→ Exercise
Your task is to quote the material that follows, in full and exactly.

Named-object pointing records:
-------
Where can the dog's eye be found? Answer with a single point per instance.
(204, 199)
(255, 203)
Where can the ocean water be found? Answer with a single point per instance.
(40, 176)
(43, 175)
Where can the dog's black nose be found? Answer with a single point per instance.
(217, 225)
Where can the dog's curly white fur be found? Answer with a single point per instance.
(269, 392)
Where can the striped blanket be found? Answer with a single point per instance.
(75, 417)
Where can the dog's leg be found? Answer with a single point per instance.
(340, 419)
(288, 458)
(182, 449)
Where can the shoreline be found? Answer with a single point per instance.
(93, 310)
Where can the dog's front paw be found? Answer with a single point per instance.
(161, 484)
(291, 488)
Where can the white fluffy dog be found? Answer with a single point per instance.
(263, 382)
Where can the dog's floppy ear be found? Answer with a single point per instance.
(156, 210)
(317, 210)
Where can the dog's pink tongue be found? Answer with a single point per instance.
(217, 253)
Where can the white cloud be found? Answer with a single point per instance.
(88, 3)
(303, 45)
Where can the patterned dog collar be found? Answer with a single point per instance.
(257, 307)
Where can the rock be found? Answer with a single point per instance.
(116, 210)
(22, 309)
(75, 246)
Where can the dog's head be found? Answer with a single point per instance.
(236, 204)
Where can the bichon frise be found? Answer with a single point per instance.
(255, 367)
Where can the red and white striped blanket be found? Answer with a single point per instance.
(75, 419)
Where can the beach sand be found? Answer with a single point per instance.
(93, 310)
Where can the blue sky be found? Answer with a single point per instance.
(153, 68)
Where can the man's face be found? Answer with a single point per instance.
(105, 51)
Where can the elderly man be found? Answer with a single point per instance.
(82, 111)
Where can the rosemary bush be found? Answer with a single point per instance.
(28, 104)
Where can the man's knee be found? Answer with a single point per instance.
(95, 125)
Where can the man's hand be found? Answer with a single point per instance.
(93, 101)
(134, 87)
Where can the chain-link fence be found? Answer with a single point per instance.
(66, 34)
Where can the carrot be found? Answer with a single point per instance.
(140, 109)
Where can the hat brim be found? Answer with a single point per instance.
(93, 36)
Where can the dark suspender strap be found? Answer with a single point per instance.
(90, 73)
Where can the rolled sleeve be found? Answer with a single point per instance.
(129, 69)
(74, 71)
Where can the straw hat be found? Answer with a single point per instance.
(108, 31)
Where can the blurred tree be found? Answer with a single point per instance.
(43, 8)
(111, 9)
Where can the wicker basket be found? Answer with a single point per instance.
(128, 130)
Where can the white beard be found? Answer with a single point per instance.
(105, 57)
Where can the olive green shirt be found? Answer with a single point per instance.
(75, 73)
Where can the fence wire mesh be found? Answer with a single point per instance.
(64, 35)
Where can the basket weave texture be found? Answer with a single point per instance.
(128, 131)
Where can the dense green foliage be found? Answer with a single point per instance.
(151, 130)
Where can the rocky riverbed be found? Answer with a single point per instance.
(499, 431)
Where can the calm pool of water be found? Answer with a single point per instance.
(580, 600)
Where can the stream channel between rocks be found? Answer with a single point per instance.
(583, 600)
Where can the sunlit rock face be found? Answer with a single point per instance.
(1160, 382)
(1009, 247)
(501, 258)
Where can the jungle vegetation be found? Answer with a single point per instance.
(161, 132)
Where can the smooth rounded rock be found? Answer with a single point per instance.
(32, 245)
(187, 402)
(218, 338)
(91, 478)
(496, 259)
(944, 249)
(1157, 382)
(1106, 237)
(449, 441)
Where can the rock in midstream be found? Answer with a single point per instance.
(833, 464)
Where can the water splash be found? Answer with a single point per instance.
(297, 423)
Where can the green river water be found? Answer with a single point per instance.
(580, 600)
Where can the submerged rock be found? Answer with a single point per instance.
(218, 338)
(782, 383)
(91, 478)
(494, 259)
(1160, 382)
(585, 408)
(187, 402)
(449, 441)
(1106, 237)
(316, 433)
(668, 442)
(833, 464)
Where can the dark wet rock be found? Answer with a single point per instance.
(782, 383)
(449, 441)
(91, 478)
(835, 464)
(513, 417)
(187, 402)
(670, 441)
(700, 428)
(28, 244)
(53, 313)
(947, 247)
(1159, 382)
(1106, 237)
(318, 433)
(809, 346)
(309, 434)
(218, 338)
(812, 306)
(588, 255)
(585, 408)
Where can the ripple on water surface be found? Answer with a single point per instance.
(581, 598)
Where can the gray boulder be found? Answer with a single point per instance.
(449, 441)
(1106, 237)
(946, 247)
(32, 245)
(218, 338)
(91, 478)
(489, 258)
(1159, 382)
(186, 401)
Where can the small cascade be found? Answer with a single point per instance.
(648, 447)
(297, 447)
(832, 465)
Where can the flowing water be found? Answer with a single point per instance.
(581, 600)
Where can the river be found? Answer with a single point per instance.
-------
→ Solution
Where can the dog's eye be found? Answer with a single point per instance.
(204, 199)
(255, 203)
Where can the ocean water be found? Answer with a single point per instance.
(40, 176)
(43, 175)
Where can the dog's black nose be found? Answer with a single point per instance.
(217, 225)
Where can the dog's curly white fur be found? Answer with a single point per instance.
(269, 392)
Where can the striped blanket be found? Answer with a single point per instance.
(75, 417)
Where can the dog's leg be found? Answer with a single point per instance.
(340, 419)
(288, 458)
(182, 449)
Where can the shoreline be found? Answer with a single point per instance.
(93, 310)
Where can the dog's front paw be found? Answer with a single point per instance.
(161, 484)
(291, 488)
Where can the white fluffy dog be found? Answer with a single point per instance.
(263, 382)
Where can the dog's floppy ear be found? Answer with a single point per instance.
(156, 210)
(317, 210)
Where can the dog's pink tongue be found? Answer with a single point per instance.
(217, 253)
Where can the white cloud be found? Answer with a single point per instance.
(88, 3)
(303, 45)
Where can the patterned dog collar be found? Answer with a single point per instance.
(257, 307)
Where can the rock be found? Answer with a single point per instance.
(116, 210)
(22, 309)
(75, 246)
Where can the dog's head be found? Answer with a single point per instance.
(236, 204)
Where can the bichon frise be found? Answer with a single point per instance.
(255, 367)
Where can the red and white striped blanket be found? Answer with a single point per instance.
(75, 419)
Where can the beach sand be found? Answer with a single point per instance.
(93, 310)
Where can the blue sky be found? Answer with a single point per instance.
(153, 68)
Where can the man's face be found? Answer with a single point per instance.
(105, 51)
Where can the elderly man be found? Answer with a single point per instance.
(82, 111)
Where can the rosemary bush be found? Answer with a single point per instance.
(28, 104)
Where can the man's knee be found? Answer with a single point per instance.
(95, 125)
Where can the man's hand be found? Answer with a single point per instance.
(93, 101)
(134, 87)
Where can the chain-link fence be found? Answer with a single point per instance.
(66, 34)
Where can the carrot be found? Answer with a single point per instance.
(140, 109)
Where can the hat brim be found? Answer with a single point per instance.
(93, 36)
Where can the dark suspender strap be found? Answer with a single point per instance.
(90, 73)
Where can the rolled sleeve be found? Answer with a single point per instance.
(129, 69)
(74, 71)
Where can the straw hat be found? Answer with a single point per instance.
(108, 31)
Where can the blurred tree be found? Answer with a single point per instance.
(43, 8)
(111, 9)
Where can the wicker basket be found? Answer with a single point per instance.
(128, 130)
Where can the white beard be found? Answer with a single point per instance.
(105, 57)
Where can the olive green shirt be found? Answer with a single point per instance.
(75, 73)
Where can the fence wire mesh be found? Answer with a single point per instance.
(64, 35)
Where can the basket weave texture be found? Answer with a single point per instance.
(128, 131)
Where can the dense green foliage be found? Answer with a single point per instance.
(151, 130)
Where can the rocky riverbed be found? Answer with a single point per instance.
(499, 431)
Where can the calm pool of water be found? Answer with a single point per instance.
(580, 600)
Where can the stream channel between rocks be found? Answer with a single point per instance.
(583, 600)
Where can the sunlit rock face be found? Answer with a single point per instance.
(1160, 382)
(1009, 247)
(501, 258)
Where can the jungle vegetation be found? Answer with a single point per instance.
(161, 132)
Where can the smooth rounded rock be found? Answer with a single point per instance.
(32, 245)
(187, 402)
(218, 338)
(91, 478)
(496, 259)
(944, 249)
(1157, 382)
(1106, 237)
(449, 441)
Where can the rock in midstream be found? Answer with a single point per instance.
(833, 464)
Where can the water splash be found? Answer with a single point per instance.
(297, 423)
Where can the green river water be found? Answer with a single point per instance.
(580, 600)
Where can the submerged rock be found? Answer with a single point per instance.
(218, 338)
(782, 383)
(91, 478)
(494, 259)
(1160, 382)
(585, 408)
(187, 402)
(449, 441)
(1106, 237)
(316, 433)
(668, 442)
(833, 464)
Where can the dark wet rock be found? Answer with a single point per instance.
(782, 383)
(449, 441)
(91, 478)
(835, 464)
(513, 417)
(187, 402)
(670, 441)
(700, 428)
(28, 244)
(53, 313)
(947, 247)
(1159, 382)
(1106, 237)
(318, 433)
(809, 346)
(309, 434)
(218, 338)
(812, 306)
(588, 255)
(585, 408)
Where can the ripple on water surface be found? Answer with a single point per instance.
(581, 598)
Where can the gray boulder be found? Answer with a single point per instance.
(449, 441)
(1106, 237)
(946, 247)
(32, 245)
(218, 338)
(91, 478)
(489, 258)
(1159, 382)
(186, 401)
Where can the small cascade be found? Answer with a single point per instance.
(648, 447)
(297, 447)
(832, 465)
Where can the flowing water be found? Answer with a single point per instance.
(581, 600)
Where can the river be found? Answer with a single point per instance.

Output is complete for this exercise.